▶ _Extracted data_
((

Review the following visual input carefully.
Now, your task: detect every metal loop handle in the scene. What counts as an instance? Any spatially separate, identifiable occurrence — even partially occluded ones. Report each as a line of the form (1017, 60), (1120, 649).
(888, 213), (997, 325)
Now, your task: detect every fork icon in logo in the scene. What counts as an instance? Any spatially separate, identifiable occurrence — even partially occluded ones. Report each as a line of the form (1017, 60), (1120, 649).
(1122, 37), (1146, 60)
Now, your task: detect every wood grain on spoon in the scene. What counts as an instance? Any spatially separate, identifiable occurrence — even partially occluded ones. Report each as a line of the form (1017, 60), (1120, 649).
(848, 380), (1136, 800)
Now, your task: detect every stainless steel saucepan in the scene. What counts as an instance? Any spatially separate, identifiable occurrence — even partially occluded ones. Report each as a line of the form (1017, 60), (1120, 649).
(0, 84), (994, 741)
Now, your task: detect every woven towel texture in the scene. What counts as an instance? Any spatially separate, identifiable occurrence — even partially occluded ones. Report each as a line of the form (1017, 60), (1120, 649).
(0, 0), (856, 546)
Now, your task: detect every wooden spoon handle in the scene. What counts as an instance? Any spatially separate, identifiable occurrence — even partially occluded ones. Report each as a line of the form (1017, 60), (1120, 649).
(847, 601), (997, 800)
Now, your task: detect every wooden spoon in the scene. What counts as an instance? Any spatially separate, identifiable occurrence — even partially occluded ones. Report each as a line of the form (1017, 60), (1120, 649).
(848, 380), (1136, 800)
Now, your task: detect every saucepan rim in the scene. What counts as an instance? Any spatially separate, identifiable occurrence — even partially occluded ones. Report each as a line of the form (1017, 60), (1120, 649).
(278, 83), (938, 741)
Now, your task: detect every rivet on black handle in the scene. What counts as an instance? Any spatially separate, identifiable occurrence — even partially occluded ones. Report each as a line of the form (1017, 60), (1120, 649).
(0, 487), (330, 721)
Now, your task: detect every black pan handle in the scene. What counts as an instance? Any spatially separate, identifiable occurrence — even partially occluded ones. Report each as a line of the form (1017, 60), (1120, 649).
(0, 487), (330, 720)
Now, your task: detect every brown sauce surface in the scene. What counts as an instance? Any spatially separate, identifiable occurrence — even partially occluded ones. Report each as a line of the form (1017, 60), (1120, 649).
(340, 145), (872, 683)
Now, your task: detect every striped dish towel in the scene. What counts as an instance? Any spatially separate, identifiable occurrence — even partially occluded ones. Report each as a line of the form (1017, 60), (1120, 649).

))

▶ _Problem details_
Transcribe the entire listing above exactly as written.

▶ _Answer to this exercise_
Review the following visual input carefully.
Now, your task: detect every metal loop handle in the scene. What counts as an instance? Any spatially separate, identifiable occurrence — even partially occluded ones. Report each as a line of the form (1017, 60), (1120, 649).
(888, 213), (997, 325)
Now, your task: detect every fork icon in logo in the scene. What counts as an instance? Any spatially separate, identifiable occurrence — even partially occluded ones. Report each as a line of the form (1017, 60), (1120, 649).
(1122, 37), (1146, 60)
Now, your task: detect every wood grain on spoon in the scene. What counts as an instance? Any spatially separate, identifiable occurrence — even partially occluded ones. Report each as a line of the form (1017, 60), (1120, 649).
(848, 380), (1136, 800)
Now, your task: detect every stainless steel saucepan in the scene. What counts as an instance? Any spatially separate, identifiable occurrence — even partially occluded ones. Report each as a line of the form (1017, 60), (1120, 649).
(0, 84), (994, 741)
Now, your task: detect every woven towel texture in the scene. What counts as an instance? Any spatially separate, identifiable occurrence — even partially occluded ones. Report each as a line of the form (1017, 60), (1120, 649).
(0, 0), (856, 546)
Now, your task: detect every wooden spoon handle in the scene. What counts as an instance? Any spatially separate, identifiable occurrence — even partially occluded ones. Report each as a line of the form (1017, 60), (1120, 649).
(847, 601), (997, 800)
Now, your task: detect every wooden spoon in the scene. What counts as an instance? Any spatially separate, identifiable occurrence — even partially occluded ones. Report each as a line of the form (1017, 60), (1120, 649).
(848, 380), (1136, 800)
Now, your task: detect every saucepan rim in the scene. What counts as an instance? Any spatially separate, identifiable occurrence — even partially occluded ones. Report each as a line of the form (1017, 60), (1120, 649).
(278, 83), (938, 741)
Now, your task: detect every rivet on black handle in the scene. What counts as an instance? Any spatially separate, identifiable occurrence — even partially occluded ones. Report each as a line of the form (1017, 60), (1120, 649).
(0, 487), (330, 721)
Now, your task: detect every black pan handle in the scene. What counts as an instance? Any spatially separate, identifiable occurrence — even partially occluded ones. Report each as a line of the form (1017, 60), (1120, 649).
(0, 487), (330, 720)
Now, your task: detect every brown sauce surface in the scene. What counts as an instance? Any spatially separate, identifiable occurrence — even partially occluded ones. Report each as a line of the form (1017, 60), (1120, 649).
(340, 145), (872, 683)
Now, your task: detect every striped dish towel in the scene. What counts as an instance? Any spatially separate, identifiable occurrence — even partially occluded ones. Report each as a line of the form (1017, 60), (1120, 649).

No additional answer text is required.